# [WHAT THE EXERCISE ASKS]
Copy out each line of the data holding "jersey".

====== DATA UNDER STUDY

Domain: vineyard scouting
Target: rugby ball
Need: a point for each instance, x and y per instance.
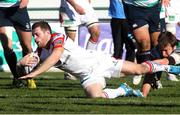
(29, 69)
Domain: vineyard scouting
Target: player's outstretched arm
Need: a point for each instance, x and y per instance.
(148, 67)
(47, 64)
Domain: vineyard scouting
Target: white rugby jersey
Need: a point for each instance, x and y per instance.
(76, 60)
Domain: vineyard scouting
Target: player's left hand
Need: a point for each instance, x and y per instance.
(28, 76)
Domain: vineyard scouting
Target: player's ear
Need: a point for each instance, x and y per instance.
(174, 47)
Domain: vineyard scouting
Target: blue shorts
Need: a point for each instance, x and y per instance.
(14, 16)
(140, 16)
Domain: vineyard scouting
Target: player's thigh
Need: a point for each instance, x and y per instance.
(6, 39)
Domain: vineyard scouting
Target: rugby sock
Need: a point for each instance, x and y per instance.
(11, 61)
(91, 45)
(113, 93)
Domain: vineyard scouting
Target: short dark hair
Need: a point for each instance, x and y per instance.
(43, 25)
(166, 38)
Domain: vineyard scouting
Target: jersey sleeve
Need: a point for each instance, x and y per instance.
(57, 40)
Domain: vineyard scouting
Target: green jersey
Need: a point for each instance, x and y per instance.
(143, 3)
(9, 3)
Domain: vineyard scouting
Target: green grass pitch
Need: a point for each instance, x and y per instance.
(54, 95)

============
====== DATA UNDER STUDY

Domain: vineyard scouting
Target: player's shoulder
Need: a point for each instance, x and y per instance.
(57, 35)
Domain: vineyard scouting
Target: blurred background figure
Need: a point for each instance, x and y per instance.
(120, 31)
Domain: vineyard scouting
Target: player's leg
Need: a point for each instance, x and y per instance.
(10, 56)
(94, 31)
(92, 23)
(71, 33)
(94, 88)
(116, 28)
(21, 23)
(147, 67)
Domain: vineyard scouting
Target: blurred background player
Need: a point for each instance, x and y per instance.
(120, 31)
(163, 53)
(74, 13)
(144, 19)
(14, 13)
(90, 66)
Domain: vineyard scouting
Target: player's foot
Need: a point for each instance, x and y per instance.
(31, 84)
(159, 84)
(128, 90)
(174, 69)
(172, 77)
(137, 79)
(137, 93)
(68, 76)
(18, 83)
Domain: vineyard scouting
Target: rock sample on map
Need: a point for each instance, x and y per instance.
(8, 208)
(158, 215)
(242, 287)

============
====== DATA UNDER STUDY

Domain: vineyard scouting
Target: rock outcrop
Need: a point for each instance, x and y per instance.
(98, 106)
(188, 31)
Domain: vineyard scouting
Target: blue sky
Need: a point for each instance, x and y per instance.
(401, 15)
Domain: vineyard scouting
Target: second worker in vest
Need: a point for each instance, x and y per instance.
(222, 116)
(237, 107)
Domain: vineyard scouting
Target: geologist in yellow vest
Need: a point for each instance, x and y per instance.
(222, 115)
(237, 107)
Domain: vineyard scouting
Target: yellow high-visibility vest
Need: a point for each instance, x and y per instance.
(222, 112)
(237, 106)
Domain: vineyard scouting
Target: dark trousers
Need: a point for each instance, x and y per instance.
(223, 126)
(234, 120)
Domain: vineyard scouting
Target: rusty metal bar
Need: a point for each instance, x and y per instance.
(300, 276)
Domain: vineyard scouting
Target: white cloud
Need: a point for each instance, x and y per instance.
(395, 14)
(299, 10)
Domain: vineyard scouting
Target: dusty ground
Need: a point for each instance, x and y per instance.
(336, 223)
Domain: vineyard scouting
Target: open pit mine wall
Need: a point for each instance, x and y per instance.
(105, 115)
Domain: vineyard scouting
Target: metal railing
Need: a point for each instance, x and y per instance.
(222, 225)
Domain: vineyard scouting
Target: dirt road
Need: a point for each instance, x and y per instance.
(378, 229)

============

# [SOLUTION]
Target: white rugby jersey
Target: jersey sleeve
Target: green jersey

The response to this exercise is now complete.